Rapid and simple neurotoxin-based distinction of Chinese and Japanese star anise by direct plant spray mass spectrometry

• Star anise fruits held at 5 kV form an electrospray.
• Neurotoxic anisatin in the spray is analysable by mass spectrometry.
• Medicinal Chinese and toxic Japanese star anise are well distinguishable.
• Direct plant spray ionisation is fast, simple, cheap and robust.

Ingestion of products containing Chinese star anise (Illicium verum) fruits contaminated or adulterated with Japanese star anise (Illicium anisatum) fruits can cause poisoning due to the neurotoxin anisatin that is present in Japanese star anise. Thus a rapid, simple and unambiguous distinction between the morphologically similar Chinese star anise and toxic Japanese star anise fruits is important for guaranteeing food safety. After adding ∼200 μL of methanol to one star anise carpel placed at 7–10 mm from the inlet of a mass spectrometer and applying a potential of ∼5 kV to the carpel, an electrospray is created. The formation of the electrospray is immediate, robust and stable and lasts for at least a minute. The presence or absence of anisatin could be monitored by orbitrap high resolution mass spectrometry (HRMS) in negative mode by observing the [M−H]− ion at m/z 327.1074 (C15H19O8) or in positive mode the [M+K]+ ion at m/z 367.079 (C15H20KO8). Several parameters like wetting solvent, voltage, distance and set-up were optimised. The anisatin signal was ∼250 times higher in Japanese than in Chinese star anise. An existing Direct Analysis in Real Time (DART) HRMS for anisatin was used for benchmarking. Alternatively a linear ion trap mass spectrometer could be used in negative selective reaction monitoring (SRM) mode albeit with lower selectivity than the HRMS method. The transition of the [M−H]− ion at m/z 327 to the fragment at m/z 265 was monitored. Direct plant spray and DART ionisation are both robust and provided the same yes/no answer in seconds without any prior sample preparation. Compared with the DART-HRMS procedure, the direct plant spray method is simpler in terms of equipment, yields a more stable signal, does not require heating of the sample but is slightly less selective and requires working with high voltages.

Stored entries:
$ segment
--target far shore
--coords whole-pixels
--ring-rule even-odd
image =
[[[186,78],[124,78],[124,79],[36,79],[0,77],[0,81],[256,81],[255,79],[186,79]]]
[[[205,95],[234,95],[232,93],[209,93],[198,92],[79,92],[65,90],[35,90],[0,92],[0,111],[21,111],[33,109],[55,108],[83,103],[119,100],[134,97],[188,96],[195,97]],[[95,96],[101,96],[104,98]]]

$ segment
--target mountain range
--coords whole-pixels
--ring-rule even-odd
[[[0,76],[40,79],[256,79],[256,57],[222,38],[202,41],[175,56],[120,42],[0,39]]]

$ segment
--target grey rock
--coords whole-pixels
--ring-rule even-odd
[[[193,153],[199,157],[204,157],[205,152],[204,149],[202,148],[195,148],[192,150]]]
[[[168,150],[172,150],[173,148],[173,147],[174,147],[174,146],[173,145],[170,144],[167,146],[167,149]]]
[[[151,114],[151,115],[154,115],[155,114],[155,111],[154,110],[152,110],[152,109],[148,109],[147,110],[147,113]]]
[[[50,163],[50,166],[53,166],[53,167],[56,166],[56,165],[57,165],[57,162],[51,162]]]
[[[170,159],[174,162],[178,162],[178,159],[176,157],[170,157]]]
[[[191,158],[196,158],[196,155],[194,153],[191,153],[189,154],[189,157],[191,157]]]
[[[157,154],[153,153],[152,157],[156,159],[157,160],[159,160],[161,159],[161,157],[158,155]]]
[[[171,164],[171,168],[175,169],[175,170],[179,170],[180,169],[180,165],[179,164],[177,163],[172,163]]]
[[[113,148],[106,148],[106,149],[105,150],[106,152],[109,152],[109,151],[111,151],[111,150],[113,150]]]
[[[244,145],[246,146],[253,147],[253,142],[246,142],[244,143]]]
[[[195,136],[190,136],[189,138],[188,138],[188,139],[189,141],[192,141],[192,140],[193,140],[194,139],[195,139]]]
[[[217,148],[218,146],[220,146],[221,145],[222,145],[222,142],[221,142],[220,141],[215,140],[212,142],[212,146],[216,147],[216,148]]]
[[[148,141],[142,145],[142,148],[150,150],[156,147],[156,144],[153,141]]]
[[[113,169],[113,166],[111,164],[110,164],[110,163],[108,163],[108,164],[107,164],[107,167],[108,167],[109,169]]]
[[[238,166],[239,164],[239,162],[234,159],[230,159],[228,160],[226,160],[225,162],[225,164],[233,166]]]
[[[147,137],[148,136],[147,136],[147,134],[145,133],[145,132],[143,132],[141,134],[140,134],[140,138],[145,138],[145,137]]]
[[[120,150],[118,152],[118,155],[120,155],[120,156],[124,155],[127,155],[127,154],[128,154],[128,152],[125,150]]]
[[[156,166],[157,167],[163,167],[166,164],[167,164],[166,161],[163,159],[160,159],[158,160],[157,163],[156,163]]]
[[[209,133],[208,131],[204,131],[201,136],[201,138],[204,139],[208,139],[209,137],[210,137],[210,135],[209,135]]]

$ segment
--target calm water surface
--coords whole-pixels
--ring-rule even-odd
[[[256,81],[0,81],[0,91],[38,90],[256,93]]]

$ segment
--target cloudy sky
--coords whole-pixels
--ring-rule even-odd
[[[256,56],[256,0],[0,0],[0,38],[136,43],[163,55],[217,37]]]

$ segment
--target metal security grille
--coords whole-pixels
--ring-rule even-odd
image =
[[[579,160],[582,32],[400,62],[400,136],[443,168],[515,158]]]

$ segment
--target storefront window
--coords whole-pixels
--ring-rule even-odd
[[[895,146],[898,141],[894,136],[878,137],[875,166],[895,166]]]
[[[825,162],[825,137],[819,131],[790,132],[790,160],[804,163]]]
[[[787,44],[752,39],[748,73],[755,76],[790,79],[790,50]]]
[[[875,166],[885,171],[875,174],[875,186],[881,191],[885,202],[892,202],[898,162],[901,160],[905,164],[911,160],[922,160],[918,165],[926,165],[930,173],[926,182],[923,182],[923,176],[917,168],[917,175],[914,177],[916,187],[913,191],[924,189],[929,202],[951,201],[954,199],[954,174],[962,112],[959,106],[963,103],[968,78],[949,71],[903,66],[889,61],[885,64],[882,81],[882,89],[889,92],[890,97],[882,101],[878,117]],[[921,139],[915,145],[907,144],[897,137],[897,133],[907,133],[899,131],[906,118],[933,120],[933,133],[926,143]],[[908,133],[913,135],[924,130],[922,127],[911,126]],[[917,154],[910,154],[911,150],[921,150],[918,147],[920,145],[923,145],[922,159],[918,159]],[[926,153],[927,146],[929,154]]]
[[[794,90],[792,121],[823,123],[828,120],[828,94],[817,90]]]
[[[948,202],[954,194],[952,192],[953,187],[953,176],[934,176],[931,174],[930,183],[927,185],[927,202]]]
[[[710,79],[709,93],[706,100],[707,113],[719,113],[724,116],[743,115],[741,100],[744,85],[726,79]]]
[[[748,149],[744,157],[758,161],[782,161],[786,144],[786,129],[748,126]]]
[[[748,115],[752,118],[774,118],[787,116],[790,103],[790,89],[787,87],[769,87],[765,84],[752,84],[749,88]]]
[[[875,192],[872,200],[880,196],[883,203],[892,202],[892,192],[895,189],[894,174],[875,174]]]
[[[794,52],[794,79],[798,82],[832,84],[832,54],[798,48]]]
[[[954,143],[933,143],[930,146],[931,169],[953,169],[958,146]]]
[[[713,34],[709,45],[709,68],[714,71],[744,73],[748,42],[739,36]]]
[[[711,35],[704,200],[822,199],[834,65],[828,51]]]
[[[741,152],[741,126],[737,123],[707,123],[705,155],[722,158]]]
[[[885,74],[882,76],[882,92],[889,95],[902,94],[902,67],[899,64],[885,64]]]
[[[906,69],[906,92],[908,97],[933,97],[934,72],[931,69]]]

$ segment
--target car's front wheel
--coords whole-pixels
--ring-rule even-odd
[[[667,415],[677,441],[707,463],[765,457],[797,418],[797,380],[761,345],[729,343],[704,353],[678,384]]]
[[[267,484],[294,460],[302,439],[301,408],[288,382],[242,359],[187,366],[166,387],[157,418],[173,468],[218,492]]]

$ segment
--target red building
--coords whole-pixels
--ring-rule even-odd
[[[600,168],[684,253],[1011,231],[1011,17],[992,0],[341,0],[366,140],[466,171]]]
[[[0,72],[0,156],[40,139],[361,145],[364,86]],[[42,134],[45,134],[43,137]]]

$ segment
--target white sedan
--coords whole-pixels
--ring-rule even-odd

■ PROBLEM REQUIREMENTS:
According to the text on star anise, how much higher was the anisatin signal in Japanese star anise than in Chinese star anise?

■ COMPLETED EXERCISE:
About 250 times higher.